**Jobs:**
1: Transcribe the passage from the pension charges post, starting with "Two things happened" and going on through "an obscure remit!".
2: In the pension charges post, what average annual charge does Profile Pensions' customer database show people paying?
3: Recast the paragraph of the pension charges post that begins "A recent study found that only 16%" as a short bulleted list that keeps its main figures.

::: Reading passage :::

Turning this on its head, past performance may not be a guide to a future , but assessing it is the only quantitative way to measure value.


Two things happened to me last week that got me thinking.

The first was an investment breakfast with the consultancy Aon that explored Investment Cost Transparency with Dr Chirs Sier.

The second was a press release from a company called Profile Pensions that was sent me by a friend in journalism. The journalist wrote me;

While the point made by the press release is a good one, Profile Pension’s itself appears to charge rather high fees and have something of an obscure remit!

Here is the press release


ONLY ONE IN FIVE BRITS KNOW THAT THEY PAY ANNUAL PENSION CHARGES

New research from Profile Pensions reveals the UK’s lack of knowledge about pension fees & charges 

  • Only 16% of adults with a pension think that they pay annual pension charges
  • A massive 84% say that they do not, or don’t know if, they pay annual charges
  • According to data from Profile Pensions, people pay on average three times more than they should have to with an average 1.09% annual charge

Profile Pensions, impartial pension advisers focused on making customers better off in retirement, has revealed that the vast majority of UK consumers are totally unaware of how much they are paying in annual pensions charges.

A recent study found that only 16% know that they pay charges. A staggering two thirds (62%) said that they do not, while a further fifth (21%) simply didn’t know. And the uncertainty doesn’t stop there with nearly half (47%) of respondents admitting that they have no idea how to go about finding out what charges they pay.

This lack of awareness is backed up by Profile Pensions’ customer database* which shows that people are paying three times more than they should have to with an average annual charge of 1.09%. Consumer inertia means that the cost to pension holders could be £18,239** over 20 years, potentially pushing retirement back by up to two years.

Michelle Gribbin – Chief Investment Officer at Profile Pensions said: “The fact that so many people have no idea that they pay charges in the first place, let alone what those charges are or how to find out, should be a massive cause for concern. Add to this the thousands of people that are being needlessly overcharged and there are some serious questions to be answered about why awareness is so low.

“It’s clear that the industry needs to take action and providers need to work harder to educate consumers. As impartial advisers we see instances every day where customers will have smaller pensions at retirement than they should due to lack of transparency from providers. This is simply unacceptable and means that thousands aren’t realising the full potential of their pensions savings.

“These statistics are shocking and a timely reminder that people need to take action, as early as possible, to make sure that they are facing retirement confident that they have enough money to live on.”


This is how I responded to the challenge set me by the journalist

1. The price of everything

I agree with your view of Profile. They charge a lot to consolidate pensions  and their principal driver is an analysis of the Annual Management Charge.

::: Dataset extract :::

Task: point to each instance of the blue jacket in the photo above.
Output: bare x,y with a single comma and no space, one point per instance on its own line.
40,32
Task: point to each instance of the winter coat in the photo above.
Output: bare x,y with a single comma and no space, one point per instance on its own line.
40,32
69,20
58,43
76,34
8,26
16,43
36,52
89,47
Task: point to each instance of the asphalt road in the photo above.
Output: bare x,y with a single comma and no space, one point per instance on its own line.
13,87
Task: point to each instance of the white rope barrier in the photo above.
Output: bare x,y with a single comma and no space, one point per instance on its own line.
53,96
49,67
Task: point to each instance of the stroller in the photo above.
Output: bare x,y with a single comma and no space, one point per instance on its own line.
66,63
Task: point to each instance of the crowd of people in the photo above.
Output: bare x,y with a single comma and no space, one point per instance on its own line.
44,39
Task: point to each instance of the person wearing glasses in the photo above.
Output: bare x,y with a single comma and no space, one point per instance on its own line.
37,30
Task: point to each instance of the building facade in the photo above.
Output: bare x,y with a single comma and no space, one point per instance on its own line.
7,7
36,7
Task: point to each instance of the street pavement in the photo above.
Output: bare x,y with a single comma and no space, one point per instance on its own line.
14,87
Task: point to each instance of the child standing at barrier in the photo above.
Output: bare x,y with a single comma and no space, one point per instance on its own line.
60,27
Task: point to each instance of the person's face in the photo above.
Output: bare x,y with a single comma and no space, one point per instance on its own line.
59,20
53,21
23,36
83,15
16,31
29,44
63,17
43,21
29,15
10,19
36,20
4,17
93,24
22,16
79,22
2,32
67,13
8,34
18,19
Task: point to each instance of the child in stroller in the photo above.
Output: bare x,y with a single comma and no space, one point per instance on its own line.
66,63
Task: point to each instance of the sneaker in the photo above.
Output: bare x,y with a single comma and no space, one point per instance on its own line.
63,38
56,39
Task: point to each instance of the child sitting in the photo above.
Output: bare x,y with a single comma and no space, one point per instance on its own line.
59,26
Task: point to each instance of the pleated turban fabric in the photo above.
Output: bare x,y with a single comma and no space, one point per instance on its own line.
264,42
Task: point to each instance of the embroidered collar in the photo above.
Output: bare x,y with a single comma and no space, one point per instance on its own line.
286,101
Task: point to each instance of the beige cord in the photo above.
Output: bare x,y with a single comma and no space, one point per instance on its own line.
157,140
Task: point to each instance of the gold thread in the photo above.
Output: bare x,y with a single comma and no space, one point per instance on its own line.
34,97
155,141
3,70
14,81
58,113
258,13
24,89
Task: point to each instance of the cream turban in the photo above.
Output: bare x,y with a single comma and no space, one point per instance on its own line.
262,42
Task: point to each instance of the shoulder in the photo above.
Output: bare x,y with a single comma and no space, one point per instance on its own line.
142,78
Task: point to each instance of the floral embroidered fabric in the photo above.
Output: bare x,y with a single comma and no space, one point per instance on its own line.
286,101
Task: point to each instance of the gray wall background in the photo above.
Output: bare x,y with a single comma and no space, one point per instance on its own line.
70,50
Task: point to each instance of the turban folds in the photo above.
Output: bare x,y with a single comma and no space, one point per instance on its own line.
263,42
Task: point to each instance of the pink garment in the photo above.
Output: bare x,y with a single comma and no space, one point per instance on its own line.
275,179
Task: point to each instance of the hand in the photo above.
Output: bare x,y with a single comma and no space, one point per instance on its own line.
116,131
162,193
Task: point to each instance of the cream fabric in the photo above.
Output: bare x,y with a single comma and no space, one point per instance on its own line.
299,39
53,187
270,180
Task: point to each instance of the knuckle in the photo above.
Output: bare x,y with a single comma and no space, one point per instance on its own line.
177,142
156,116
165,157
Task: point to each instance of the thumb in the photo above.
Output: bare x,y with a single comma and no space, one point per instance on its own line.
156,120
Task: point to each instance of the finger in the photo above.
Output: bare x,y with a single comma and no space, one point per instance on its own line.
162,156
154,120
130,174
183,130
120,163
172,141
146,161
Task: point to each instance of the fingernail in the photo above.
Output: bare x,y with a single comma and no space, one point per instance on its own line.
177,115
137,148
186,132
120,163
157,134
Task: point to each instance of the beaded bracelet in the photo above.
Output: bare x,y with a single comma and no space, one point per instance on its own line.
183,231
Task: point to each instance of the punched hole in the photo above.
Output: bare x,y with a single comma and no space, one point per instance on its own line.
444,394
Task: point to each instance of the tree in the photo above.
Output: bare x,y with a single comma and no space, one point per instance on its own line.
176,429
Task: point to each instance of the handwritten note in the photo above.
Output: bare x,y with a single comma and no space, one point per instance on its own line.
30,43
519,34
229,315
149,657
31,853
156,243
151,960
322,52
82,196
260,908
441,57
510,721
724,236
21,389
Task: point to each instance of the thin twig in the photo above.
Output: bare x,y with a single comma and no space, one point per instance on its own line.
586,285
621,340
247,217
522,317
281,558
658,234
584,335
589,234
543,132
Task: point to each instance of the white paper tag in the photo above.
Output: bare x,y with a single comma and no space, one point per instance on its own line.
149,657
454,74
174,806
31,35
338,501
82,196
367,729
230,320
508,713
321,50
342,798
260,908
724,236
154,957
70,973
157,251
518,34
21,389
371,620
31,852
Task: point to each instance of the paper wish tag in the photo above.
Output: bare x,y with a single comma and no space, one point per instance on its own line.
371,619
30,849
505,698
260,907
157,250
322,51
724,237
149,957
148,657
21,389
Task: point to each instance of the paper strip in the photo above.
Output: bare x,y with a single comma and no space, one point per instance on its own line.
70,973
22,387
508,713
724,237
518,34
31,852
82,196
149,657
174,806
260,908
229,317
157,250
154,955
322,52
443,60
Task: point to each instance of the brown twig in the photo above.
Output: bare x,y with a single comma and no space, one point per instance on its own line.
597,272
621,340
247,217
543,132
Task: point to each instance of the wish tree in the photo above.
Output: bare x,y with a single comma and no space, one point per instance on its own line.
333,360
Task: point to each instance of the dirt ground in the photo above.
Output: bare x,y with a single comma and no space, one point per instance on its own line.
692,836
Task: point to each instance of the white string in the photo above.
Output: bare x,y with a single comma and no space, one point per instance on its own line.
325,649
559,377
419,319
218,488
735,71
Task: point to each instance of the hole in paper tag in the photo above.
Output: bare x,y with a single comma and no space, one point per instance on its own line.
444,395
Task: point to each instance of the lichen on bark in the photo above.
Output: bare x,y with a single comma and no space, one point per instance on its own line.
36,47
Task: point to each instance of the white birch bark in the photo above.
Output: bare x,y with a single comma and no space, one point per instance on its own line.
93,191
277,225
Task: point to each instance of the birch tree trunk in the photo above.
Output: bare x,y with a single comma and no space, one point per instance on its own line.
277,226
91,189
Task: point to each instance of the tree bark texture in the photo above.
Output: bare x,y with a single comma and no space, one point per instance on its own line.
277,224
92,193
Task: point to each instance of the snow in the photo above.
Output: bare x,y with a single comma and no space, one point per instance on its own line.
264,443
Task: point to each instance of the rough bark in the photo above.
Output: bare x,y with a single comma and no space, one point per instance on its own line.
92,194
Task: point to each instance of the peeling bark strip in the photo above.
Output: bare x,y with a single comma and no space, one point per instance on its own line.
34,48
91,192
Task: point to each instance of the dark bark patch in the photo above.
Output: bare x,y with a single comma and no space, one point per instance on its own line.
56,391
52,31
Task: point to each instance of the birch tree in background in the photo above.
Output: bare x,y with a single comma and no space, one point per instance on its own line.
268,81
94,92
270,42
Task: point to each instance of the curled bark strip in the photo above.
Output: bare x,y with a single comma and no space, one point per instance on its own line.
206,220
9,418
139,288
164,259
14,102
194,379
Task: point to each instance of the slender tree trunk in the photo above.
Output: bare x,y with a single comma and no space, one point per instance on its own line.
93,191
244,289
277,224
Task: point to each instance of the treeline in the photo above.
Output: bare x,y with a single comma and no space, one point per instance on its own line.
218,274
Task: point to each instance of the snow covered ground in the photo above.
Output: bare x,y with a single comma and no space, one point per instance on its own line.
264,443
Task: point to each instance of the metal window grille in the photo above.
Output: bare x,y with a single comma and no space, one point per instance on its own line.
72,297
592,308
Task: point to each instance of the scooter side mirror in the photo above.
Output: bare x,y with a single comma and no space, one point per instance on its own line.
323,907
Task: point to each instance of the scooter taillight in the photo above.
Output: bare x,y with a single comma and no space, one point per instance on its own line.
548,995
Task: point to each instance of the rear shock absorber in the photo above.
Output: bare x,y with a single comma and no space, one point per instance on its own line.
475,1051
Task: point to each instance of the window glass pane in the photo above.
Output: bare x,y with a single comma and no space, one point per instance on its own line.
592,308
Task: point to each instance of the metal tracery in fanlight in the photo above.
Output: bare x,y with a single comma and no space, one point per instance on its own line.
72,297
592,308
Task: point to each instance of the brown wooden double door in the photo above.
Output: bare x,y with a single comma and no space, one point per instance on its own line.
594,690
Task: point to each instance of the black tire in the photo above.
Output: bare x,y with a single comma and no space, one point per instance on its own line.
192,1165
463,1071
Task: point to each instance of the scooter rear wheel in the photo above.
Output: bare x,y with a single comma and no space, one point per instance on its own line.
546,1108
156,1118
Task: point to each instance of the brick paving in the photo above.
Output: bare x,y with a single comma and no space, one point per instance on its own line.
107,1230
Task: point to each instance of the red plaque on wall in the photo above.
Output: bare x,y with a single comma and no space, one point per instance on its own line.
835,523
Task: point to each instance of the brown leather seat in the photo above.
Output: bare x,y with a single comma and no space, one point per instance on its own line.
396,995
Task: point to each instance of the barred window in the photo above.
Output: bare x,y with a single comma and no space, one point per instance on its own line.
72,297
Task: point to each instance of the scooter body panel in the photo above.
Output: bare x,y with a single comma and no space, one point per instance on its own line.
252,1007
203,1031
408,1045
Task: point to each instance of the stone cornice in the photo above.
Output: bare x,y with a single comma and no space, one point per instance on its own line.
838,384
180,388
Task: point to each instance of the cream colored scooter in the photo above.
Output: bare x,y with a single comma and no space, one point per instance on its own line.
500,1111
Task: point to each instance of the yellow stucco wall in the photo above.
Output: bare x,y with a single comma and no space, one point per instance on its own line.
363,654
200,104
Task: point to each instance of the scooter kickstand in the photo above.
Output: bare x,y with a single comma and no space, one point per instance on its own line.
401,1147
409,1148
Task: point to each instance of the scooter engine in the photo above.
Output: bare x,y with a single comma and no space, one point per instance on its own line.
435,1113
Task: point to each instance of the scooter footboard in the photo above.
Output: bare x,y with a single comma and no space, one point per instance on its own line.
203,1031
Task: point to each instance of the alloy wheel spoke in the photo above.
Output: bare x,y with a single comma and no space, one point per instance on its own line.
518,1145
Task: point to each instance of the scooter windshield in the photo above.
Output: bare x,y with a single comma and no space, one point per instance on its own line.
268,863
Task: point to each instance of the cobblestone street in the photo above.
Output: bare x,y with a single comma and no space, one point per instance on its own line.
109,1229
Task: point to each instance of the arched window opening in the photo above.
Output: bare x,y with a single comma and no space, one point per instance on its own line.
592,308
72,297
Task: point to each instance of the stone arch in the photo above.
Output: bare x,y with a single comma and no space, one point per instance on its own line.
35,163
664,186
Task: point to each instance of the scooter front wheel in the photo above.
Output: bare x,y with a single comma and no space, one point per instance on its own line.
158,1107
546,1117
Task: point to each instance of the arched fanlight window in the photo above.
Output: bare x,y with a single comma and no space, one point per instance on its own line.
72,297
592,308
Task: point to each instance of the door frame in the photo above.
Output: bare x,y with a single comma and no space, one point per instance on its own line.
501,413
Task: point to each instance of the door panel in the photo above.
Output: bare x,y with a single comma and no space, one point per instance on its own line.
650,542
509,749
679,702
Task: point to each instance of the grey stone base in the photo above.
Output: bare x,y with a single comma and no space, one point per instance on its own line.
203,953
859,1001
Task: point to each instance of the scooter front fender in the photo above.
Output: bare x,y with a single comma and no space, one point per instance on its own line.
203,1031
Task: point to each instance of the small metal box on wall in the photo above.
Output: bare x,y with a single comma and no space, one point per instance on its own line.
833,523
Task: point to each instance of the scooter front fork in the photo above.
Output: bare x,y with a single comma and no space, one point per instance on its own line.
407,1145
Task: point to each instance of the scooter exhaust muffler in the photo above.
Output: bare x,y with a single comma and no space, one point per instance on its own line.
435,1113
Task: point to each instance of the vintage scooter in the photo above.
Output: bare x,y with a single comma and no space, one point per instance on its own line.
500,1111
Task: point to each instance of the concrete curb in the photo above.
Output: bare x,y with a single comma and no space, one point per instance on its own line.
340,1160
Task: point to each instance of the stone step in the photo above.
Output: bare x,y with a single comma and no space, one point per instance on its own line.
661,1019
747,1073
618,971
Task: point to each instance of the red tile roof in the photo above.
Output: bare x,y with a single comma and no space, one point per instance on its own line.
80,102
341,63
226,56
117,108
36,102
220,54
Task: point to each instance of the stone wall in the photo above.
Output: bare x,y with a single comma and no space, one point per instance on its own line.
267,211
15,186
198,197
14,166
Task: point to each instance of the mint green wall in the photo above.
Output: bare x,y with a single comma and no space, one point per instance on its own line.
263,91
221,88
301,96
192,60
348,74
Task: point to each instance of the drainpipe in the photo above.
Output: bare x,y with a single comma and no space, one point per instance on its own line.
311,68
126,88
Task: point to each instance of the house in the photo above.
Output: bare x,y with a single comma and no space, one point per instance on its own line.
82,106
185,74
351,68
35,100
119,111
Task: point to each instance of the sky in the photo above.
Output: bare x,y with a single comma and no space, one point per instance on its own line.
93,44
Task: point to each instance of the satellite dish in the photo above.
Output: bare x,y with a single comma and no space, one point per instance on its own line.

:::

**Results for each task:**
1:
Two things happened to me last week that got me thinking.

The first was an investment breakfast with the consultancy Aon that explored Investment Cost Transparency with Dr Chirs Sier.

The second was a press release from a company called Profile Pensions that was sent me by a friend in journalism. The journalist wrote me;

While the point made by the press release is a good one, Profile Pension’s itself appears to charge rather high fees and have something of an obscure remit!

2: 1.09%

3:
- Only 16% know that they pay charges.
- 62% said that they do not pay charges.
- 21% didn't know.
- 47% have no idea how to find out what charges they pay.